- _SELECTED TEXT_
The federal circuit courts of appeals disagree over the correct mens rea requirement necessary to prove a violation of the federal threat statute. A majority of those courts require the government to prove only that the defendant knowingly made a statement that “was not the result of mistake, duress, or coercion” and that a “reasonable person” would regard as threatening.[6] Other courts have required a different, stricter standard—one that requires the government to prove not only that the defendant knowingly made a statement reasonably perceived as threatening, but also that he subjectively intended for his communication to be threatening.[7]
In other words, the majority view is that a defendant can be found guilty of communicating a threat, even if he did not intend that his words be taken in that manner, as long as a reasonable person would have understood his words as threatening. By contrast, the minority view requires not only that a speaker’s words be reasonably perceived as a threat, but also that the speaker intended that his words be seen or heard in precisely that way. The distinction is an important one because the majority rule could lead to the conviction of a defendant who intended to utter a joke, but whose words were perceived by others as a threat.
The Supreme Court of the United States will have the opportunity this term to settle that disagreement. The issue arises in the case of Elonis v. United States. That case involves the conviction of Anthony Elonis for the crime of transmitting in interstate communications a threat to injure someone else, in violation of Section 875(c) of Title 18 of the U.S. Code.[8] The case directly concerns what intent the statute required for conviction and whether that proof is sufficient under the First Amendment’s Free Speech Clause.

- _TASKS FOR THIS EXERCISE_
- A) Retype the part of the passage on the federal threat statute starting at "The Supreme Court" and ending at "Free Speech Clause.".
- B) Decide whether each statement below agrees with the passage on the federal threat statute, answering yes or no and quoting the deciding words from it. (i) Most federal circuit courts of appeals require proof that the defendant intended the words to be taken as a threat. (ii) Elonis was convicted under Section 875(c) of Title 18 of the U.S. Code. (iii) Under the majority rule, a defendant who meant to make a joke could be convicted.

- _RECORD EXCERPTS_
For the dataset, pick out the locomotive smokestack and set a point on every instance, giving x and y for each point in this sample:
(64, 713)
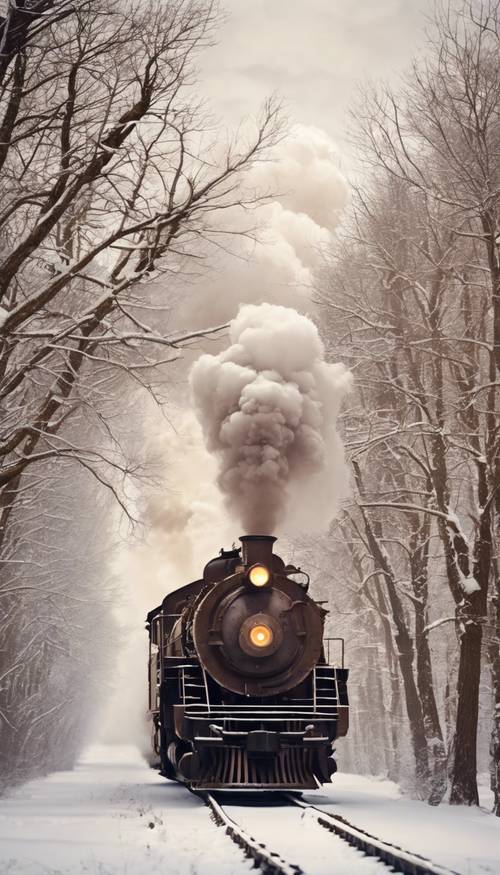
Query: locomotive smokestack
(257, 548)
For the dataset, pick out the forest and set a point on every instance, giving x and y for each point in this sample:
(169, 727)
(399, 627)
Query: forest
(121, 198)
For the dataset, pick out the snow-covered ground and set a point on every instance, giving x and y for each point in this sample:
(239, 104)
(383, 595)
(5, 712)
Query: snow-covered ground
(115, 816)
(464, 839)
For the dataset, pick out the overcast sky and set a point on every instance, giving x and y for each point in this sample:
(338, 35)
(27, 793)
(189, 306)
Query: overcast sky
(312, 52)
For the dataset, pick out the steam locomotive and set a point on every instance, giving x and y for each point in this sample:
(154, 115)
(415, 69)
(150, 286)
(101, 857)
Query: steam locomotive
(242, 694)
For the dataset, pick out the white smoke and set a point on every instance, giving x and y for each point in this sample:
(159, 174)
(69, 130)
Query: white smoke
(268, 407)
(275, 263)
(184, 517)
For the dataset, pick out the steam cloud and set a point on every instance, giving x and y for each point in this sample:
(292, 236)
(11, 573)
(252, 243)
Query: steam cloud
(268, 407)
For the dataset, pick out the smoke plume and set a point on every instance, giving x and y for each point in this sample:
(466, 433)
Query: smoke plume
(268, 407)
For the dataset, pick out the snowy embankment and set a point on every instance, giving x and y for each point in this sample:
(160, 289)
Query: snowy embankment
(115, 816)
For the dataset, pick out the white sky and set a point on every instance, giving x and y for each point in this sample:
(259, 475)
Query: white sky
(312, 52)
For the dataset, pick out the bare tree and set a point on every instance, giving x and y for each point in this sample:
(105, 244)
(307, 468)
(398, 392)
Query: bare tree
(433, 323)
(112, 178)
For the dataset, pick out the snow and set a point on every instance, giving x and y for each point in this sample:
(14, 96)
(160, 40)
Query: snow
(296, 836)
(462, 838)
(114, 816)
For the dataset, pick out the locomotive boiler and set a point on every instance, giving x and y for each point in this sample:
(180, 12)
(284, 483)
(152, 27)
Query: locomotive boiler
(242, 693)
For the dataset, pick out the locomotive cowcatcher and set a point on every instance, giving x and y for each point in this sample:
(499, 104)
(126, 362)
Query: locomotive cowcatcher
(241, 691)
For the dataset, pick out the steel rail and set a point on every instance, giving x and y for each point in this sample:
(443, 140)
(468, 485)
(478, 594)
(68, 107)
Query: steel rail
(391, 855)
(268, 862)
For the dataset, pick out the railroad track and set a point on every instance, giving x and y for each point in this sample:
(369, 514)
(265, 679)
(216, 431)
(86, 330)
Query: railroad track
(385, 857)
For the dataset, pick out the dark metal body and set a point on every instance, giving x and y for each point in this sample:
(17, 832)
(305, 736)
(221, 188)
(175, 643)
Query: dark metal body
(224, 714)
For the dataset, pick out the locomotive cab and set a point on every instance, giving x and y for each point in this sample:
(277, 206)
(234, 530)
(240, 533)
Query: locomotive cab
(241, 694)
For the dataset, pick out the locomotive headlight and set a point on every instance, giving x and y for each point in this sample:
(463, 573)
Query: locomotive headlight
(259, 575)
(261, 635)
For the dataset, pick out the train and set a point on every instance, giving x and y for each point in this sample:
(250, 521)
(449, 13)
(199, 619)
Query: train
(243, 692)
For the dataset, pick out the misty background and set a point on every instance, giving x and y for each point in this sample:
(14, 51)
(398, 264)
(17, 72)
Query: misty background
(275, 157)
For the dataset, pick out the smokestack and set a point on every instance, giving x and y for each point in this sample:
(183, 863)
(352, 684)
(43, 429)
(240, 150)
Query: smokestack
(257, 549)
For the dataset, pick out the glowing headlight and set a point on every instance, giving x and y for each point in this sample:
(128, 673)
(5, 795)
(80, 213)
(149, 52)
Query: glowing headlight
(259, 575)
(261, 636)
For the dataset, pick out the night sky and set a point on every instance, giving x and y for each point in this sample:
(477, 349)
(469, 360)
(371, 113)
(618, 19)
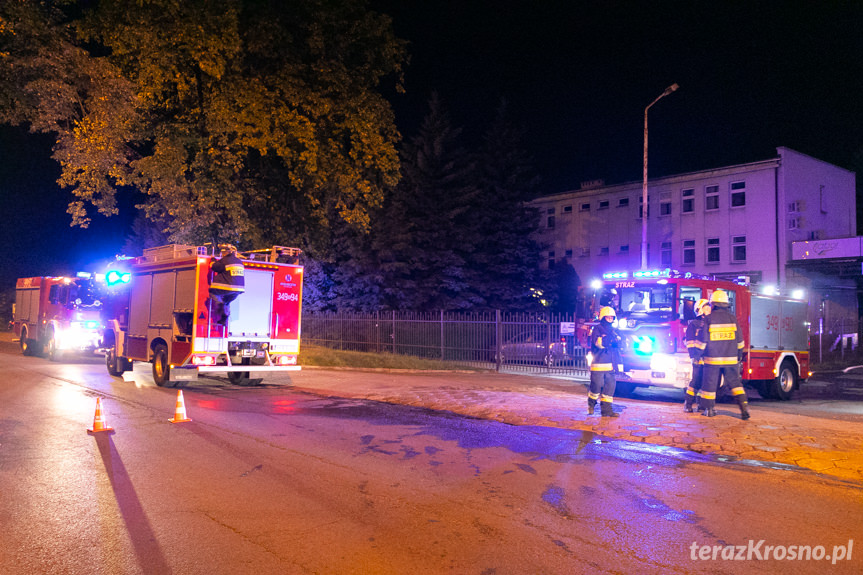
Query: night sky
(577, 75)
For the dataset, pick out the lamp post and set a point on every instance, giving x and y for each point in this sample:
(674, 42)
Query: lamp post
(667, 91)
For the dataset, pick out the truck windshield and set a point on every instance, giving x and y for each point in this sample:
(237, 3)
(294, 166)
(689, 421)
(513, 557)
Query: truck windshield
(647, 300)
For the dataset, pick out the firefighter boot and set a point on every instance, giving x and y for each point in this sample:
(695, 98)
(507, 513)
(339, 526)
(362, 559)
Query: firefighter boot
(744, 409)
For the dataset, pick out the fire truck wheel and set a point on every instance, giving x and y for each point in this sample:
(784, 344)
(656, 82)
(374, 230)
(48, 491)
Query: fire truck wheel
(161, 369)
(239, 377)
(624, 389)
(786, 381)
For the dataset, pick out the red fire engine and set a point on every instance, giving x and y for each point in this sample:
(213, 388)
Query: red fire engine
(654, 307)
(160, 312)
(57, 314)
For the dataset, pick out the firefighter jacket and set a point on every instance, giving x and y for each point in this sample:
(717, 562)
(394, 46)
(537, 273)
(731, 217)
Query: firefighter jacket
(720, 342)
(605, 347)
(695, 327)
(229, 275)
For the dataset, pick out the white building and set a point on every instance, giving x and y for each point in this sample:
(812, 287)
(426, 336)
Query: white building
(728, 222)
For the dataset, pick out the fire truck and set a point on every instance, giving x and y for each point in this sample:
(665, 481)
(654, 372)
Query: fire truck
(54, 315)
(159, 311)
(654, 307)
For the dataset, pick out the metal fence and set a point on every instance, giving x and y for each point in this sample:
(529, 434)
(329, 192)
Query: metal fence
(495, 340)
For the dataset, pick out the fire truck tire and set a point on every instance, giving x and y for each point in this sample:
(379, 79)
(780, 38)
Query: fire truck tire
(624, 389)
(239, 377)
(786, 381)
(27, 343)
(161, 368)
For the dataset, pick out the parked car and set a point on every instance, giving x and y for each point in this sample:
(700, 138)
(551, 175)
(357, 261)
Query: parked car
(532, 347)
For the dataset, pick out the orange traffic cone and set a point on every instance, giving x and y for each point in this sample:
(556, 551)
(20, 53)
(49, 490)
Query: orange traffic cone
(180, 412)
(99, 423)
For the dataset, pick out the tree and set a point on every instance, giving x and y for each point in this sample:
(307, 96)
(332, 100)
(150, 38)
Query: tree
(505, 262)
(424, 240)
(241, 118)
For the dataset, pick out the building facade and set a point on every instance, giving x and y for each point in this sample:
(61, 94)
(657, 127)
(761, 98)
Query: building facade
(727, 222)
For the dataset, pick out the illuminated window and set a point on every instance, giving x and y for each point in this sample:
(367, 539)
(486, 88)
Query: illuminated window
(738, 248)
(713, 250)
(687, 201)
(689, 252)
(711, 198)
(738, 194)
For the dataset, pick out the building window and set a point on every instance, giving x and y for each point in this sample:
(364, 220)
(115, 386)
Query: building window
(641, 206)
(738, 248)
(665, 255)
(665, 204)
(687, 201)
(712, 251)
(689, 252)
(738, 194)
(711, 198)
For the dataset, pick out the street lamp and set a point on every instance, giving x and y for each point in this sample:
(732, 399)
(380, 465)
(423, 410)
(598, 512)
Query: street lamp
(667, 91)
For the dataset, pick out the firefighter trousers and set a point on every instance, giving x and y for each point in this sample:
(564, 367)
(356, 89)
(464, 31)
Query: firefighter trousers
(694, 387)
(602, 384)
(710, 383)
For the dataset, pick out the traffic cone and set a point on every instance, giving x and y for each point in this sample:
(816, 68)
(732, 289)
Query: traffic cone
(99, 423)
(180, 412)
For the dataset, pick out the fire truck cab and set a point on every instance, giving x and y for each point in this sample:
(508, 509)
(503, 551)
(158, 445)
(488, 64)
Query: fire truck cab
(654, 307)
(159, 311)
(55, 315)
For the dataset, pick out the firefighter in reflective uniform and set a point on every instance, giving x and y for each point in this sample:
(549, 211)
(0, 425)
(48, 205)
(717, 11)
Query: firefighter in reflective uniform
(605, 349)
(721, 347)
(702, 310)
(228, 283)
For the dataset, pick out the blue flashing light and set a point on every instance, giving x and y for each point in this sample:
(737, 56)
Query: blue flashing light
(643, 344)
(615, 275)
(115, 277)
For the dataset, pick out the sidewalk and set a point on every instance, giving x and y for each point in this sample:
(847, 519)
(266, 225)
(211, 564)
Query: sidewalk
(830, 446)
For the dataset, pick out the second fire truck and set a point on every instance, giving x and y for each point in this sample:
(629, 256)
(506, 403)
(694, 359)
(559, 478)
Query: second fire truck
(160, 312)
(654, 307)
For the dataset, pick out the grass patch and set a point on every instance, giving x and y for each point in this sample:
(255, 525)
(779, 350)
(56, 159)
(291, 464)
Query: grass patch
(326, 357)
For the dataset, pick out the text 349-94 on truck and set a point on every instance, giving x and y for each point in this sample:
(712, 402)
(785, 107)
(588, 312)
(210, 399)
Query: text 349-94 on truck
(654, 307)
(54, 315)
(159, 310)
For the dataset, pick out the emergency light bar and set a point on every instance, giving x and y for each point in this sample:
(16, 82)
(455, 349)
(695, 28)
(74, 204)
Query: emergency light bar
(115, 277)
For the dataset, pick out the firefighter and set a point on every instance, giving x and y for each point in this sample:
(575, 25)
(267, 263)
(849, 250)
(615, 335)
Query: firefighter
(228, 282)
(721, 344)
(605, 348)
(693, 329)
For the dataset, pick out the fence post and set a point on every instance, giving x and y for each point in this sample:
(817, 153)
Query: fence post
(498, 348)
(441, 337)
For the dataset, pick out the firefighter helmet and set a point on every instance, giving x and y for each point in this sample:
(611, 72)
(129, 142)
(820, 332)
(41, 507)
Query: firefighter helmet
(719, 296)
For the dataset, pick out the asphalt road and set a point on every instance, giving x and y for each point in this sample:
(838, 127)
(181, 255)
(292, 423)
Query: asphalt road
(271, 480)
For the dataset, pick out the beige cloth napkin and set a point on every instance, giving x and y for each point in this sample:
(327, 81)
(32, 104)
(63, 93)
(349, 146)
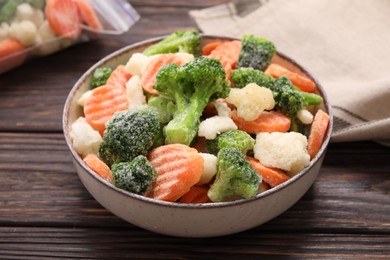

- _THE ANSWERS_
- A)
The Supreme Court of the United States will have the opportunity this term to settle that disagreement. The issue arises in the case of Elonis v. United States. That case involves the conviction of Anthony Elonis for the crime of transmitting in interstate communications a threat to injure someone else, in violation of Section 875(c) of Title 18 of the U.S. Code.[8] The case directly concerns what intent the statute required for conviction and whether that proof is sufficient under the First Amendment’s Free Speech Clause.

- B)
(i) No: "the majority view is that a defendant can be found guilty of communicating a threat, even if he did not intend that his words be taken in that manner"
(ii) Yes: "in violation of Section 875(c) of Title 18 of the U.S. Code"
(iii) Yes: "the majority rule could lead to the conviction of a defendant who intended to utter a joke, but whose words were perceived by others as a threat"